• Text excerpt
** START **

The 2010 Stanley Cup Champions Chicago Blackhawks? Perhaps, but no.

Rather, the description is of a team much nearer and dearer to the hearts of hockey fans in British Columbia: the 2002-03 Vancouver Canucks.

A team captained by then four-time NHL All-Star Markus Naslund, who by season's end would become a two-time First Team All-Star and the recipient of the Lester B. Pearson Award.

A team that featured a dominant power forward in Todd Bertuzzi, who posted a career-best 97 points during that year's regular season and would join his best friend Naslund as a First Team All-Star at the end of the 2003 season.

A team that had two former first round picks on their back end in Mattias Ohlund and Ed Jovanovski, the latter a Canadian Olympic Gold medalist.

A team whose number one goaltender, Dan Cloutier, was coming off a career-high 33 wins in the regular season and beginning to build a reputation as bona fide starting netminder.

** END **

• Given task 1
Shorten the paragraph of the Canucks text that begins "A team that featured a dominant power forward" into a single brief sentence, keeping its main facts.
• Given task 2
Reproduce everything in the Canucks text from "A team that featured" down to "the 2003 season.", word for word.

• Data entries
** START **

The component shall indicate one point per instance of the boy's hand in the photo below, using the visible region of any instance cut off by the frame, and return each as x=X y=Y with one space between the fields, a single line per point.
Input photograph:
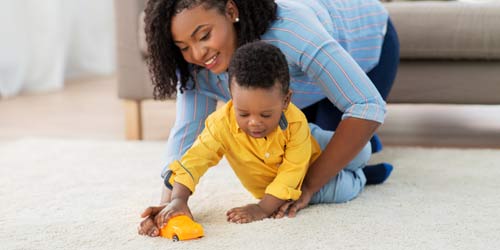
x=292 y=207
x=148 y=226
x=246 y=214
x=174 y=208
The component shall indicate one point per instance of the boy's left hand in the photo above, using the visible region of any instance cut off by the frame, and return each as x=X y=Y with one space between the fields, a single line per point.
x=246 y=214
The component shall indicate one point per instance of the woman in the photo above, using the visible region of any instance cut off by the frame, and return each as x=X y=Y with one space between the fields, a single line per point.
x=339 y=54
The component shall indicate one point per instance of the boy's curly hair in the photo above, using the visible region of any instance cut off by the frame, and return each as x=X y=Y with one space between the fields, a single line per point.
x=165 y=61
x=259 y=65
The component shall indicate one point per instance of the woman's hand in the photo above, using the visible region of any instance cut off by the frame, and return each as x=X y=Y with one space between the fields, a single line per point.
x=292 y=207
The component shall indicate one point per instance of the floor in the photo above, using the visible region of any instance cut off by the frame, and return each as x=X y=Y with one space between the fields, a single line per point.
x=90 y=109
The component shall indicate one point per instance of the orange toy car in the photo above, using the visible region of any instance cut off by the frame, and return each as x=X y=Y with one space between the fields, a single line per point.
x=181 y=228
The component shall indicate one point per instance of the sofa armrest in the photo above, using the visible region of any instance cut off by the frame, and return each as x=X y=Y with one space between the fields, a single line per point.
x=132 y=74
x=447 y=29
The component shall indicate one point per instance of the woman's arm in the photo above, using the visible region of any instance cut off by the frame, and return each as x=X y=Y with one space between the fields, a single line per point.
x=192 y=109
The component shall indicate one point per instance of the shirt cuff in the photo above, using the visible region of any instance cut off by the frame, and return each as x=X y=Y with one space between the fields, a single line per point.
x=182 y=175
x=283 y=192
x=370 y=111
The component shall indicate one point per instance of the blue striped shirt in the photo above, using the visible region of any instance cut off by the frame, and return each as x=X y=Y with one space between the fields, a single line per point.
x=329 y=45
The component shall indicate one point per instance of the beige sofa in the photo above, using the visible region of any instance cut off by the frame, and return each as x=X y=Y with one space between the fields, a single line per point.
x=450 y=53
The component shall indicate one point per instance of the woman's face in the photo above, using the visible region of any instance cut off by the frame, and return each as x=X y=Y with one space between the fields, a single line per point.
x=205 y=36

** END **

• Written reply 1
Power forward Todd Bertuzzi scored a career-best 97 points in the 2002-03 regular season and joined his best friend Naslund as a First Team All-Star at season's end.

• Written reply 2
A team that featured a dominant power forward in Todd Bertuzzi, who posted a career-best 97 points during that year's regular season and would join his best friend Naslund as a First Team All-Star at the end of the 2003 season.